* start Extract provided *
Thursday, 30 August 2012

Hear No Evil

I sat waiting for a meeting to start when the woman next to me leaned over and said, “Look at that young man.  He’s wearing hearing aids.”  I glanced at the person she indicated.  “Yes,” I nodded.  “That’s my brother.”

She was visibly embarrassed so I continued, “I have a hearing loss too.  It’s hereditary.  We got it from our dad, who got it from his mom, who got it from her dad – and we don’t know how far back it goes.”  This educated woman seemed very surprised to know that someone with a hearing loss could speak normally.

Why do auditory impairments seem to be considered a worse disability than vision problems?  I mean, I’ve never encountered someone leaning over to say, “Psst!  Look at that person wearing glasses!”

Are glasses more “acceptable” than hearing aids because they’re more common?  Or because they’re hundreds of dollars less expensive?  Or because glasses have evolved into stylish accessories whereas hearing aids are rather limited in the fashion arena?

Two of my children just got new hearing aids.  One needs them more than the other, but the eldest has wisely decided she’d prefer to miss as little as possible when starting at a new school.  They’ve discovered something we would all do well to remember:  The disability is NOT the wearing of glasses or hearing aids.  It’s the being unable to see or hear properly.

I have a high-frequency loss which means I read lips, I can’t hear whispering, and high sounds drive me crazy (like a dog?).  When I tried hearing aids a few years ago, I realized just how loud my kids, hardwood floors, sirens, silverware, and water can be!  So until the things I really want to hear outnumber the things I don’t want to hear, I think I’ll continue the way I am.

Monday, 27 August 2012

Mosquito Madness

I’m melting!  I just hope I can get this article written before I’m reduced to a puddle under my desk.

I’m also scratching.  The only place worse than the ankle for a mosquito bite, I think, is the instep of the foot.  Or the palm of the hand.  Or the eyelid.  Come to think of it, I guess there really isn’t any good place from which to have my blood sucked.

My dad isn’t a cursing man, but mosquitoes have brought him to the brink.  I remember him setting up citronella candles and other burning buckets and coils that were placed strategically around the campsite – defying any and all mosquitoes to attempt entry.  I’m surprised he didn’t have us tie dryer sheets to our belts.

Unfortunately, I’ve inherited my dad’s mosquito-enticing blood and my mom’s aversion to heat.  Sweltering days sap my energy and give me headaches, so I prefer to go outside in the cool mornings and evenings.  But the moment I step outside, those menacing mosquitoes are there waiting for me.
* end Extract provided *
* start Rows *
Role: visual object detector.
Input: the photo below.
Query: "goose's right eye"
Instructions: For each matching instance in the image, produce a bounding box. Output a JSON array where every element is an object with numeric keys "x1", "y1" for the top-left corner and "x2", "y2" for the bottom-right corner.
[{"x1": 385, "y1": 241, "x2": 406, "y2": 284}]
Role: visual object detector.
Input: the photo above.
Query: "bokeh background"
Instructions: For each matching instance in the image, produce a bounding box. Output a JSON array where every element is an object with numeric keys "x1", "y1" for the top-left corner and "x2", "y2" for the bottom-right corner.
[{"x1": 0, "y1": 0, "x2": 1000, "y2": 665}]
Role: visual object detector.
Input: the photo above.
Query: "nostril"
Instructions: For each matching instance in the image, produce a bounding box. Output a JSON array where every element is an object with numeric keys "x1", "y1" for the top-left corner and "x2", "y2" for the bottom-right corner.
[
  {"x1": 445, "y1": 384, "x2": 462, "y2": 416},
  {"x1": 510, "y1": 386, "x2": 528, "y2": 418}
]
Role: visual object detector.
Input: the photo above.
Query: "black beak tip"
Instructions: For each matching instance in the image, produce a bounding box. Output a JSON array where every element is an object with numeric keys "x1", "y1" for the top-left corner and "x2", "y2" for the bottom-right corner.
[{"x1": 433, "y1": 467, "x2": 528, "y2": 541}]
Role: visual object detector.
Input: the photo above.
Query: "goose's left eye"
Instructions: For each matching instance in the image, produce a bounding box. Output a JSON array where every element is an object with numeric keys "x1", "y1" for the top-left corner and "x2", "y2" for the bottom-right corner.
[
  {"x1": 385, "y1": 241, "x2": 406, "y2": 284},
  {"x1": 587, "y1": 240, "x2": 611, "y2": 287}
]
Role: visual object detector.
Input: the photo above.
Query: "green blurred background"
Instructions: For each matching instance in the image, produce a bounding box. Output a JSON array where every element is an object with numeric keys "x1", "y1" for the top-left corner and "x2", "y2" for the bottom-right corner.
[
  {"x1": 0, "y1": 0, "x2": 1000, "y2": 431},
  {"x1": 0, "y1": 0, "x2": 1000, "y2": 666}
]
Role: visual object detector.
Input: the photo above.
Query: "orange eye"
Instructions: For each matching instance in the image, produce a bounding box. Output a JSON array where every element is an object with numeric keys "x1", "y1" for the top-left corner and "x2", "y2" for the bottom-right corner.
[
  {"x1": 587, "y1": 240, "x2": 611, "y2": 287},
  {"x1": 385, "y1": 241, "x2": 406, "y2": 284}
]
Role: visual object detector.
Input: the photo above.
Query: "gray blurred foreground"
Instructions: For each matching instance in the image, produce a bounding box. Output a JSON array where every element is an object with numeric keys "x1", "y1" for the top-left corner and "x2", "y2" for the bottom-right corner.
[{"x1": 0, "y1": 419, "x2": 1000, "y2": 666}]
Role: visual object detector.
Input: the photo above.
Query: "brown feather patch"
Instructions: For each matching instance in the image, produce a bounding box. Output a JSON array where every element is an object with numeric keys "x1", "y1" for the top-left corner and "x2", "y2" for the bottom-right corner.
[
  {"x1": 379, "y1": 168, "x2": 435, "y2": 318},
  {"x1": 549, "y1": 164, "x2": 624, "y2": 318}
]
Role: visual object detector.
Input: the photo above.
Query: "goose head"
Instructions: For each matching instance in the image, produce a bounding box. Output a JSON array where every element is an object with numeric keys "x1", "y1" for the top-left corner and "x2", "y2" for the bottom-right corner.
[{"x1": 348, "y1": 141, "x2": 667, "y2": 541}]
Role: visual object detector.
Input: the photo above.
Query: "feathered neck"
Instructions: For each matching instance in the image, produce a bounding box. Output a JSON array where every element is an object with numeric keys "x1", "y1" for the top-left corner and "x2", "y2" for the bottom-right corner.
* end Rows *
=== Problem description ===
Write out everything in the blog text from "I sat waiting" down to "could speak normally.", changing "hearing aids" to "hearing devices".

=== Answer for this exercise ===
I sat waiting for a meeting to start when the woman next to me leaned over and said, “Look at that young man.  He’s wearing hearing devices.”  I glanced at the person she indicated.  “Yes,” I nodded.  “That’s my brother.”

She was visibly embarrassed so I continued, “I have a hearing loss too.  It’s hereditary.  We got it from our dad, who got it from his mom, who got it from her dad – and we don’t know how far back it goes.”  This educated woman seemed very surprised to know that someone with a hearing loss could speak normally.